> [Task instructions]: Copy the entries below exactly. Images do not belong in the copy.

(Data provided begins)

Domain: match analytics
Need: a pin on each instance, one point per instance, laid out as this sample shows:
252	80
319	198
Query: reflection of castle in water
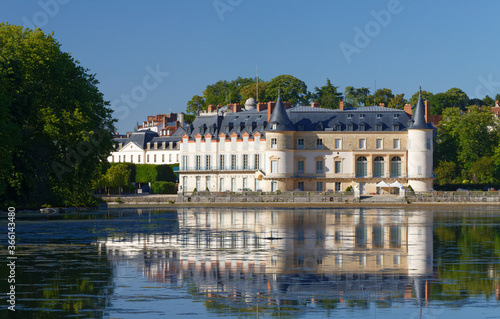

(Data provided ends)

> [Result]:
Domain: match analytics
Need: a pin on each instance, one point per instance, laid out as this sample shows:
252	80
319	198
Query: reflection of castle in water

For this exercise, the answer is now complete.